- STATED TASK -
Beginning with the line where "Label studio task — object class: nodding" appears, retype every remaining line of the data below, both the first and last included.

- DATASET -
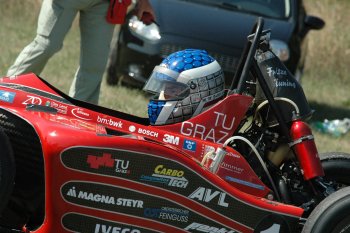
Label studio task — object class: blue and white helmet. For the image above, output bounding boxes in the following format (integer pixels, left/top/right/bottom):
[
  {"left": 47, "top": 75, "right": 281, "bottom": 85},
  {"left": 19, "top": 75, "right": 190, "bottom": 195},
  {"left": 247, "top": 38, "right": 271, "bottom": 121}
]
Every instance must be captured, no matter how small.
[{"left": 143, "top": 49, "right": 225, "bottom": 125}]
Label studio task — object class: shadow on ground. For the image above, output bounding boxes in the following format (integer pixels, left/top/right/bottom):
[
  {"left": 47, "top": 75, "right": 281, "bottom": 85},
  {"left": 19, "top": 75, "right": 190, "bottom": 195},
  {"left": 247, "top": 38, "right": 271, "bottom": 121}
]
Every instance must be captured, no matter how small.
[{"left": 309, "top": 101, "right": 350, "bottom": 121}]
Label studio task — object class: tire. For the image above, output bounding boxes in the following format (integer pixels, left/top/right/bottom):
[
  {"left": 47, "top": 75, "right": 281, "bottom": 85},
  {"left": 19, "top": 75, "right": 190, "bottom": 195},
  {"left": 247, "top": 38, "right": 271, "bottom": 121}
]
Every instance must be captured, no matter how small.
[
  {"left": 0, "top": 128, "right": 16, "bottom": 216},
  {"left": 319, "top": 152, "right": 350, "bottom": 187},
  {"left": 302, "top": 187, "right": 350, "bottom": 233}
]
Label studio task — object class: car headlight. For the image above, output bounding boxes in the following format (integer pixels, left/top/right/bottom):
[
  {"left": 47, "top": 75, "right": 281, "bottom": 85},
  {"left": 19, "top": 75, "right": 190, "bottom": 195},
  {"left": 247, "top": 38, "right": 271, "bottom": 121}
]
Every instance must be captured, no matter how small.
[
  {"left": 270, "top": 40, "right": 289, "bottom": 61},
  {"left": 129, "top": 16, "right": 161, "bottom": 41}
]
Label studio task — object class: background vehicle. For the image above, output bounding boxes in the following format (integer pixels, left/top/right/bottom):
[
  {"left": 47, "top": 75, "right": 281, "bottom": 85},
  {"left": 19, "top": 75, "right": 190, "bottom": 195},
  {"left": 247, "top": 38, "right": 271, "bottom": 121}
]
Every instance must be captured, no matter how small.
[
  {"left": 0, "top": 19, "right": 350, "bottom": 233},
  {"left": 107, "top": 0, "right": 324, "bottom": 86}
]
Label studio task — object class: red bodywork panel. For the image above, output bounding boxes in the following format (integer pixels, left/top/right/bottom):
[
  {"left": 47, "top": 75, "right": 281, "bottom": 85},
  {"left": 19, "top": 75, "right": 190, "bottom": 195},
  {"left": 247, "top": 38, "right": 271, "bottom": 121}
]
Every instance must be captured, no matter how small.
[
  {"left": 0, "top": 74, "right": 303, "bottom": 233},
  {"left": 290, "top": 121, "right": 324, "bottom": 180}
]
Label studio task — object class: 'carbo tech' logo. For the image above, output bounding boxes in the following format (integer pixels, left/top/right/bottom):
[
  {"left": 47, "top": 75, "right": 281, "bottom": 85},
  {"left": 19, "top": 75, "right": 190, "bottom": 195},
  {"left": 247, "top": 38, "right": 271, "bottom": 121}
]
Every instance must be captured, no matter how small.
[{"left": 141, "top": 165, "right": 188, "bottom": 188}]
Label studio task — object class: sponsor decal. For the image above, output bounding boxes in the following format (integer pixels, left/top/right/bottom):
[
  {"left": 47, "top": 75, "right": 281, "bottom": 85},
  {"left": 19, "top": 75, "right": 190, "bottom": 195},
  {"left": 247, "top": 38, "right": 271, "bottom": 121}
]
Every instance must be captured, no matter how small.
[
  {"left": 189, "top": 187, "right": 228, "bottom": 207},
  {"left": 182, "top": 139, "right": 197, "bottom": 152},
  {"left": 115, "top": 159, "right": 130, "bottom": 174},
  {"left": 220, "top": 162, "right": 244, "bottom": 174},
  {"left": 185, "top": 222, "right": 238, "bottom": 233},
  {"left": 86, "top": 153, "right": 130, "bottom": 174},
  {"left": 62, "top": 213, "right": 151, "bottom": 233},
  {"left": 66, "top": 186, "right": 143, "bottom": 208},
  {"left": 163, "top": 134, "right": 180, "bottom": 145},
  {"left": 180, "top": 112, "right": 235, "bottom": 144},
  {"left": 97, "top": 116, "right": 123, "bottom": 129},
  {"left": 22, "top": 95, "right": 42, "bottom": 105},
  {"left": 266, "top": 67, "right": 287, "bottom": 77},
  {"left": 87, "top": 153, "right": 114, "bottom": 169},
  {"left": 275, "top": 80, "right": 296, "bottom": 88},
  {"left": 46, "top": 101, "right": 68, "bottom": 114},
  {"left": 0, "top": 90, "right": 16, "bottom": 103},
  {"left": 140, "top": 165, "right": 188, "bottom": 188},
  {"left": 137, "top": 128, "right": 158, "bottom": 138},
  {"left": 71, "top": 108, "right": 92, "bottom": 121},
  {"left": 94, "top": 224, "right": 141, "bottom": 233},
  {"left": 144, "top": 207, "right": 189, "bottom": 222},
  {"left": 129, "top": 125, "right": 136, "bottom": 133}
]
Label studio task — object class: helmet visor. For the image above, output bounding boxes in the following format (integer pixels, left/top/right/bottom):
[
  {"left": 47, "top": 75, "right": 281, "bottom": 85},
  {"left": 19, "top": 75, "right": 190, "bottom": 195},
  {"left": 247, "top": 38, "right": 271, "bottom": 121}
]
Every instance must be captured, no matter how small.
[{"left": 143, "top": 66, "right": 190, "bottom": 100}]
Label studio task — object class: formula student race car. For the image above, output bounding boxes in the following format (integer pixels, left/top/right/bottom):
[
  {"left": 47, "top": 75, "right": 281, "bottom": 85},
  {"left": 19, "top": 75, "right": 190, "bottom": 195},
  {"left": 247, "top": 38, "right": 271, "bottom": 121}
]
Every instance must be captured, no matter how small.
[{"left": 0, "top": 18, "right": 350, "bottom": 233}]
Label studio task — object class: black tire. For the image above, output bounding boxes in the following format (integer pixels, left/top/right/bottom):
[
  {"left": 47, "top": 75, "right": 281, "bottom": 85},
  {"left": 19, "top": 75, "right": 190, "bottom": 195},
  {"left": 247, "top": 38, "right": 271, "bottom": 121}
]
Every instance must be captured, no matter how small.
[
  {"left": 319, "top": 152, "right": 350, "bottom": 187},
  {"left": 302, "top": 186, "right": 350, "bottom": 233},
  {"left": 0, "top": 128, "right": 16, "bottom": 216}
]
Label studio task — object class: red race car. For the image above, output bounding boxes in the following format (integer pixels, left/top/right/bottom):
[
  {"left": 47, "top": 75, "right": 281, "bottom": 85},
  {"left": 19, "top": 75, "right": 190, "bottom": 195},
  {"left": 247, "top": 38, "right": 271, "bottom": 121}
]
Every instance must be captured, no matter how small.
[{"left": 0, "top": 18, "right": 350, "bottom": 233}]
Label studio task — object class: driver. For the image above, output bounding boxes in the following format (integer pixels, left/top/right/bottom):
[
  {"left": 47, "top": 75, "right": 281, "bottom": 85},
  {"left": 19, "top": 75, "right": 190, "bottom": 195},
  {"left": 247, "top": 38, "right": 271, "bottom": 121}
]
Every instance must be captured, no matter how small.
[{"left": 143, "top": 49, "right": 225, "bottom": 125}]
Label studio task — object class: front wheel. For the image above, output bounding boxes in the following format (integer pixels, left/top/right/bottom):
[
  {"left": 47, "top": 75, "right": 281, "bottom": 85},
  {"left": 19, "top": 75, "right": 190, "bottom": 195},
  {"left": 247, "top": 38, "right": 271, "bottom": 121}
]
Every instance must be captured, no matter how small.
[
  {"left": 0, "top": 128, "right": 16, "bottom": 216},
  {"left": 302, "top": 186, "right": 350, "bottom": 233}
]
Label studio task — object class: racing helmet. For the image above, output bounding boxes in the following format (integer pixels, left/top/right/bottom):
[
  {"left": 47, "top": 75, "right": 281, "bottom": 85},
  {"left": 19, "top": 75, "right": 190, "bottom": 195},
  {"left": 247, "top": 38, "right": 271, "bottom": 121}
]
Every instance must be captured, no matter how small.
[{"left": 143, "top": 49, "right": 225, "bottom": 125}]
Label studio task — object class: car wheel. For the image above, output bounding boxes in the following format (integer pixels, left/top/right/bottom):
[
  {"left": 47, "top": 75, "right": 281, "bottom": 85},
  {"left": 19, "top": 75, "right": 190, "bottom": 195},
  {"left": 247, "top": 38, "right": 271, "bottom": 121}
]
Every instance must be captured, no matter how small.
[
  {"left": 319, "top": 152, "right": 350, "bottom": 187},
  {"left": 302, "top": 187, "right": 350, "bottom": 233},
  {"left": 0, "top": 128, "right": 16, "bottom": 215}
]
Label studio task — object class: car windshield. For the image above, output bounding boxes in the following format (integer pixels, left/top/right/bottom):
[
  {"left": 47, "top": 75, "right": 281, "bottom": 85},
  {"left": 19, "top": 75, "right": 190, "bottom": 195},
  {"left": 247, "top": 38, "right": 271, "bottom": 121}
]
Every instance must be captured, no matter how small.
[{"left": 188, "top": 0, "right": 291, "bottom": 19}]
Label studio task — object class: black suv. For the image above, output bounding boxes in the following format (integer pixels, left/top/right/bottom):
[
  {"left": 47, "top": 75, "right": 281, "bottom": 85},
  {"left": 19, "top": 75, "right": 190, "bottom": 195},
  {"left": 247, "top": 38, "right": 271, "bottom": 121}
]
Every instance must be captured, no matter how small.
[{"left": 107, "top": 0, "right": 324, "bottom": 87}]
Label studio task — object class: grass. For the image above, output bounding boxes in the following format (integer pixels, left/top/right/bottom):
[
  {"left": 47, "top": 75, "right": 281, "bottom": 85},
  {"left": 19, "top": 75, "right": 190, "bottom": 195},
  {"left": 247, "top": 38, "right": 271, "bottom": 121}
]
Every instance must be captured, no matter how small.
[{"left": 0, "top": 0, "right": 350, "bottom": 152}]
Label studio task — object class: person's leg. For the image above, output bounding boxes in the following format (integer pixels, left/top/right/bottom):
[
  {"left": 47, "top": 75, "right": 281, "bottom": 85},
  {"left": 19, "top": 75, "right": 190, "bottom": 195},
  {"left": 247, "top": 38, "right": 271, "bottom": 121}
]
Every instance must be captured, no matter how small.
[
  {"left": 69, "top": 0, "right": 114, "bottom": 104},
  {"left": 7, "top": 0, "right": 77, "bottom": 76}
]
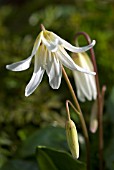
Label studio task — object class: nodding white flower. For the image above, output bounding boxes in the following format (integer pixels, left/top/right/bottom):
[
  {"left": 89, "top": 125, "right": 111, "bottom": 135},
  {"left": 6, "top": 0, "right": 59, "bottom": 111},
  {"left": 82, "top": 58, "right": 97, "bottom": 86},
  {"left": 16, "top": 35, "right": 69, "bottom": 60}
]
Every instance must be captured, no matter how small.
[
  {"left": 72, "top": 53, "right": 97, "bottom": 102},
  {"left": 6, "top": 26, "right": 95, "bottom": 96}
]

- REPLY -
Label studio task — object class: nodding white flower. For the image above, output bounding boxes in the following format (integer pixels, left/top/right/bottom):
[
  {"left": 89, "top": 125, "right": 111, "bottom": 135},
  {"left": 6, "top": 0, "right": 59, "bottom": 111},
  {"left": 82, "top": 58, "right": 97, "bottom": 86},
  {"left": 16, "top": 35, "right": 69, "bottom": 60}
]
Every instance must be captured, no matter how small.
[
  {"left": 72, "top": 53, "right": 97, "bottom": 102},
  {"left": 6, "top": 26, "right": 95, "bottom": 96}
]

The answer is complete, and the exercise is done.